→ **Given problem 1**
Count the lines of the records below that contain the string "gate". Reply with the number alone.

→ **Source**
▶

Four Things to Clear Out of Your Kitchen Today

Your kitchen could feel bigger today — no renovation required!

Monochrome handleless kitchen with full-height white cabinetry, black integrated appliances, built-in breakfast bar, marble-effect splashback and herringbone wood flooring — Lisa Hensby Design & Build Studio, Urmston

Ever walked into your kitchen and felt vaguely overwhelmed before you've even started cooking? You're not imagining it. Kitchens accumulate clutter faster than any other room in the house — and most of us don't even notice how much the build-up is affecting the way the space feels. 

Here's the thing: you don't need a renovation to make your kitchen feel bigger, calmer and more considered. Sometimes all it takes is being a little ruthless about what's actually earning its place. These are the four things I tell every client to tackle first.

The countertop appliances you're not really using

Clear counters equal breathing room. That's not just a design philosophy — it's how our brains actually work. We perceive clear horizontal surfaces as larger spaces, so every appliance sitting on your worktop is physically making your kitchen feel smaller than it is.

◀

→ **Provided data**
▶

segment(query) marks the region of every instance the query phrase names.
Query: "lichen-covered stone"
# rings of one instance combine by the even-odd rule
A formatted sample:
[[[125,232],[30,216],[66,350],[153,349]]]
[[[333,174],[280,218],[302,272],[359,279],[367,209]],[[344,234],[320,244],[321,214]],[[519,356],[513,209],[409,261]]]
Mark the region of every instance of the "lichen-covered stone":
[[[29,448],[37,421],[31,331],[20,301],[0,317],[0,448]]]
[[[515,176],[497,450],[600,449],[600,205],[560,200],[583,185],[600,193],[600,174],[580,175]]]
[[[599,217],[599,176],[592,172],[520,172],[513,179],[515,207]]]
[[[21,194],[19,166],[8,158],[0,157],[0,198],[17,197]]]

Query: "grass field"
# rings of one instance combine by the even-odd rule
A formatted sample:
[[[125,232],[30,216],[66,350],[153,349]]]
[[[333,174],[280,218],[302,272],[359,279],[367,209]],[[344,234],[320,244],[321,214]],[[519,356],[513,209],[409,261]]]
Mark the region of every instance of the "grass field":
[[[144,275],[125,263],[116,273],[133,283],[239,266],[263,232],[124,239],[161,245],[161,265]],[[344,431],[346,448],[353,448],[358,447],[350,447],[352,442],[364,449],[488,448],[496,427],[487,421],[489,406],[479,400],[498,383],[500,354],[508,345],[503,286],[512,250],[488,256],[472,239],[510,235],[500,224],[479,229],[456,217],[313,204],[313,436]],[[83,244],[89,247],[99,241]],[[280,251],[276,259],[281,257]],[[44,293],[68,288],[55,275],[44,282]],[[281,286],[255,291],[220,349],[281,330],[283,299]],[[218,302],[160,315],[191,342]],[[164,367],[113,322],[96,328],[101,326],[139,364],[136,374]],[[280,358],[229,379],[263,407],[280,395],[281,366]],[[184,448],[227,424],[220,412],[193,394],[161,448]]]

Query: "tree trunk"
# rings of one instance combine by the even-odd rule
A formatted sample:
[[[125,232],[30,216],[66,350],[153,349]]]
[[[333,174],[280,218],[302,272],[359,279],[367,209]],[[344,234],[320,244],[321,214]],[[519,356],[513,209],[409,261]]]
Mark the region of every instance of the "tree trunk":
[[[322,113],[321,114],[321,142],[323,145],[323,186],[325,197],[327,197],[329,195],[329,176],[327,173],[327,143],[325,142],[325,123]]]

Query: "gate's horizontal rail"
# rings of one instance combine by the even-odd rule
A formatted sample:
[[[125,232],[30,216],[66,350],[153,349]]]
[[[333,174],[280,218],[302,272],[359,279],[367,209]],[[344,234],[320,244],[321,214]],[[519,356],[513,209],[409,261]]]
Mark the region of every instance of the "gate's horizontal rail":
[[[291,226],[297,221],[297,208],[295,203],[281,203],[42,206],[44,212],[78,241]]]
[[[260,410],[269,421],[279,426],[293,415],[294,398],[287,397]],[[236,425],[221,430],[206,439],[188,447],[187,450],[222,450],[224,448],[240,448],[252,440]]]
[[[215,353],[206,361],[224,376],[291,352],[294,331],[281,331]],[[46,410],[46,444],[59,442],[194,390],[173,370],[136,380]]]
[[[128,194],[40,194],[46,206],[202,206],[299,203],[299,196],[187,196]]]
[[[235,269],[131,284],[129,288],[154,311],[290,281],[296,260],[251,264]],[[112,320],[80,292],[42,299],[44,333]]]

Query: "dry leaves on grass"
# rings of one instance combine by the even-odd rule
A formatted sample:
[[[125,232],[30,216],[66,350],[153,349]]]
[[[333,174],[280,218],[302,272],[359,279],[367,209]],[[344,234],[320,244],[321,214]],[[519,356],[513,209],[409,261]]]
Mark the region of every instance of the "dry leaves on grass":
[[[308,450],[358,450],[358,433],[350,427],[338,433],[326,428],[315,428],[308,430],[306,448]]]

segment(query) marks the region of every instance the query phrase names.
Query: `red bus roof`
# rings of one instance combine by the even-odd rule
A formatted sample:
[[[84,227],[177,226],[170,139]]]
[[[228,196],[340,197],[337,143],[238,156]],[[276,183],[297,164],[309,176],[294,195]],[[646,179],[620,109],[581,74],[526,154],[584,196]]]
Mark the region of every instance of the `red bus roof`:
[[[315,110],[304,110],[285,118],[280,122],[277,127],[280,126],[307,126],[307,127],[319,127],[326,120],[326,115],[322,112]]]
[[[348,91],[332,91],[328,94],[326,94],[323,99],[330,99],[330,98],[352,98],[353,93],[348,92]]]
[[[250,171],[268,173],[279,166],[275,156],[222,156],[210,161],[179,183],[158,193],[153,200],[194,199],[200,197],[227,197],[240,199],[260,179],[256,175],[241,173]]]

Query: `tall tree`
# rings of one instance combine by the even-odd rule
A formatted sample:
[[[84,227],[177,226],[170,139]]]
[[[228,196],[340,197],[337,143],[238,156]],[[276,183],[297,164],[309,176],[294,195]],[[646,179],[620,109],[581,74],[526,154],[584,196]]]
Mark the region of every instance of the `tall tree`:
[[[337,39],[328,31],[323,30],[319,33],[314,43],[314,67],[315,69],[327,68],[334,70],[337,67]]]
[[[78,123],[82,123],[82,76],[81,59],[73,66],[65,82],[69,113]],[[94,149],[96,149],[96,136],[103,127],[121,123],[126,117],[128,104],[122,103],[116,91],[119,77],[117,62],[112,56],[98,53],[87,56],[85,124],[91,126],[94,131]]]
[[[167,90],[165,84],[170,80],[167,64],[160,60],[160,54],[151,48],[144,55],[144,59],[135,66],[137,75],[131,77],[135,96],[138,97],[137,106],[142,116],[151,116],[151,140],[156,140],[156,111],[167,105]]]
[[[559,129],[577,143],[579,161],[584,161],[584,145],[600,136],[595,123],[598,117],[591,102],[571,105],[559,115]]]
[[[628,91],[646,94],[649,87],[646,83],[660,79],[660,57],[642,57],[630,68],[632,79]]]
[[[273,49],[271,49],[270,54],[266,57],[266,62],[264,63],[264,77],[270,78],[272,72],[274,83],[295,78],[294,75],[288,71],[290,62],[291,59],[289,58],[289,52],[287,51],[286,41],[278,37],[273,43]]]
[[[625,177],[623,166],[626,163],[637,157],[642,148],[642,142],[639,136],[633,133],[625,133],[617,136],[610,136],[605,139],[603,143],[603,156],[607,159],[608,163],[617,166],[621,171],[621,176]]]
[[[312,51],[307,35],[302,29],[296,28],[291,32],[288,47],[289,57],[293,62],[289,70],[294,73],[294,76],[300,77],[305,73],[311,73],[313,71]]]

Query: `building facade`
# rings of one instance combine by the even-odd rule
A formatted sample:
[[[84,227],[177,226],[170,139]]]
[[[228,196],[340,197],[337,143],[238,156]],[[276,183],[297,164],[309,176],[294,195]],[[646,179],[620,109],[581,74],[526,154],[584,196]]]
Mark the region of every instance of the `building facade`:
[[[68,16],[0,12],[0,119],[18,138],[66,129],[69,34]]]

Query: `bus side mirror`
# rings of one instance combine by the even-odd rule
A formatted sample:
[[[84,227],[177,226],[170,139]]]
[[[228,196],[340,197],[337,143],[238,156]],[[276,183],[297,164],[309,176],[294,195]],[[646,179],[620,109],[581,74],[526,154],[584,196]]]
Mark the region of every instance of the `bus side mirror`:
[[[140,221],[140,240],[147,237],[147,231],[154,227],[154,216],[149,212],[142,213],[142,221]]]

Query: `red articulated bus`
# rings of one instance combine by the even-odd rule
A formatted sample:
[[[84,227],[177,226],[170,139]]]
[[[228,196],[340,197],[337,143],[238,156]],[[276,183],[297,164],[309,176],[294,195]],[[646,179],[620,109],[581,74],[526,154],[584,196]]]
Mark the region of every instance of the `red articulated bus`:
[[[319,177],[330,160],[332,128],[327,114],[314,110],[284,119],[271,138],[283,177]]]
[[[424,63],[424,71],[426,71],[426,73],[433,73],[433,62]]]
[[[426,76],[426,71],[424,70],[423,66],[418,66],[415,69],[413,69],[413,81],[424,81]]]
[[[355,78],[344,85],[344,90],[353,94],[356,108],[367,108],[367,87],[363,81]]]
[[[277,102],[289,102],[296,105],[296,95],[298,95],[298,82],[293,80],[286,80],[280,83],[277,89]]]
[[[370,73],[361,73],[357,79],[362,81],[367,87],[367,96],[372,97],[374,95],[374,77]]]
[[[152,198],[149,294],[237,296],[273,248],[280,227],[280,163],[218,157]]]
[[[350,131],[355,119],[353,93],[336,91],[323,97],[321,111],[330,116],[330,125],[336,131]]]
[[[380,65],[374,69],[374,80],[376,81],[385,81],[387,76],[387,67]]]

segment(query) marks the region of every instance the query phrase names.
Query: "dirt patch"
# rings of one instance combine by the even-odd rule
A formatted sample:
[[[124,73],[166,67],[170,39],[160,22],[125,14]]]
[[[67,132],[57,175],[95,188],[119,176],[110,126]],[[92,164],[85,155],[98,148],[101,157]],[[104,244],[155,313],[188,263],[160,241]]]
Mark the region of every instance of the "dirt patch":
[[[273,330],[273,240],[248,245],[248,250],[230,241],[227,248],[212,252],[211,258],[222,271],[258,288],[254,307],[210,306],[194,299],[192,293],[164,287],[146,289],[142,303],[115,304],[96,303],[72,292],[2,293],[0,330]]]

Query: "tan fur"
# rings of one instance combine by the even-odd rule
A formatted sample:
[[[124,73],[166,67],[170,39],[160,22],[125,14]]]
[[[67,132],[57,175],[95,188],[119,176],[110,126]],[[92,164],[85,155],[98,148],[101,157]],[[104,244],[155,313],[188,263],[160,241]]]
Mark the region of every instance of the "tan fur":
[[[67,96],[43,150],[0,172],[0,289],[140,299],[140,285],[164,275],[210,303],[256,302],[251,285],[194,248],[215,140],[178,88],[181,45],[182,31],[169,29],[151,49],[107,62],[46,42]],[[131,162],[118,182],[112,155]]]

◀

→ **Given problem 2**
Summarize the kitchen decluttering text above in two sentences.

→ **Worked answer 1**
2

→ **Worked answer 2**
Kitchens gather clutter faster than any other room, and most people don't notice how much that build-up affects the way the space feels. Without a renovation, being ruthless about what earns its place can make a kitchen feel bigger and calmer, beginning with rarely used countertop appliances, since clear horizontal surfaces are perceived as larger spaces.